--- begin ---

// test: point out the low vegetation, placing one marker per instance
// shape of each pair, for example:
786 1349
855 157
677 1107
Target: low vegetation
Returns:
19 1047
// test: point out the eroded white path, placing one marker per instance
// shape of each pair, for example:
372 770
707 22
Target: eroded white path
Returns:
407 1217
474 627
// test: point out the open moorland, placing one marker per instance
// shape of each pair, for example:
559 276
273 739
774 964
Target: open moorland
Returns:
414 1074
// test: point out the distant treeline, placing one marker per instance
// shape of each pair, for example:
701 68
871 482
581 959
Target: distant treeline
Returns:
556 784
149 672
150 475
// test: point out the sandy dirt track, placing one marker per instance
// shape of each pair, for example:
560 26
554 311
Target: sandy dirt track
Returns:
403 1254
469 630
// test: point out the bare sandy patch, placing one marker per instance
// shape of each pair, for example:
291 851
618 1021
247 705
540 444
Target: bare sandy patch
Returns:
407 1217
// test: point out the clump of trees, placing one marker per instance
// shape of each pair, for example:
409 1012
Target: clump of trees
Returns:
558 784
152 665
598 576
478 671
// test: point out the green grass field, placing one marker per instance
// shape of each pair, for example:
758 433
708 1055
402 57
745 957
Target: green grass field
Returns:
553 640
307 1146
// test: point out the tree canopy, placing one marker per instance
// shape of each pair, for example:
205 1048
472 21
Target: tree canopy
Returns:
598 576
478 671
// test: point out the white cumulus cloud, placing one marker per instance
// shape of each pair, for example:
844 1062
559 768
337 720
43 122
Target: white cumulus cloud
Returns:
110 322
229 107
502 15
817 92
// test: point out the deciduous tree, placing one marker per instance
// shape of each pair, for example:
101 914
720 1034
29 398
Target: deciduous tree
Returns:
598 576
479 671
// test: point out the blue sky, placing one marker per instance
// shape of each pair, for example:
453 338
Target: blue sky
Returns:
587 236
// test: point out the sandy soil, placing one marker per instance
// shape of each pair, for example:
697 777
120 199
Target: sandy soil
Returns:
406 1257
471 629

--- end ---

PROBLEM DETAILS >>
Please reproduce all the entries above with every "marker" renamed to "pin", leaving everything else unchanged.

RESULT OF THE TASK >>
// test: point out the low vegetation, placing one pin per instance
// shape of each pair, for example:
786 1349
855 157
677 1107
Target: low vegetation
Returns:
19 1047
// test: point out the eroded white path, placing one pin per instance
// shape of each pair, for example:
372 770
707 22
Target: eroded white path
Returns:
407 1217
474 627
// test: point out the open moorland, placing one pin per instance
// shape of each pair, for example:
559 276
273 739
774 964
Target: open moorland
Returns:
414 1074
// test: point out the distant treeline, placing one pin per instance
// shape of each pair, for example:
701 68
871 482
581 959
Target: distant treeline
Returns:
556 784
149 672
150 475
// test: point out the sandy dirt track, placing one pin per instance
// shape of each pair, for example:
560 26
554 311
Target: sandy dirt track
Returns:
403 1254
469 630
// test: point out the bare sandy patch, placing one pin per instance
// shape of each pair, for example:
291 851
618 1021
247 705
540 444
Target: bare sandy patch
Returns:
407 1217
// test: point out the clump of trees, placing one pin per instance
// shape of each pair, for example:
409 1012
Target: clump of trees
Returns:
558 784
152 665
598 576
478 671
// test: point out the green grass field, placing one pin per instance
// shape of each pair, for example:
758 433
708 1055
402 57
745 957
Target: green grass field
Returns:
553 640
307 1146
// test: point out the tree canopy, placing one pin per instance
// shape of each pair, for example:
205 1048
472 21
Target: tree canopy
Returns:
598 576
478 671
// test: point out the white cumulus cloud, placing one pin per instance
// shape of each pair, for example:
844 1062
559 768
337 720
43 122
Target: white cumulus cloud
Returns:
110 322
229 107
502 15
817 92
// test: point out the deciduous tree, placing one pin per instance
// shape of each pair, for example:
101 914
720 1034
29 398
Target: deciduous tree
Returns:
598 576
479 671
// test: point out the blue sky, placing one pin per instance
// shape of each pair, for example:
453 338
Target: blue sky
Returns:
587 236
// test: point out the sandy soil, placing one pin per instance
// shape of each pair, for example:
697 777
120 199
Target: sandy soil
Returns:
406 1257
471 629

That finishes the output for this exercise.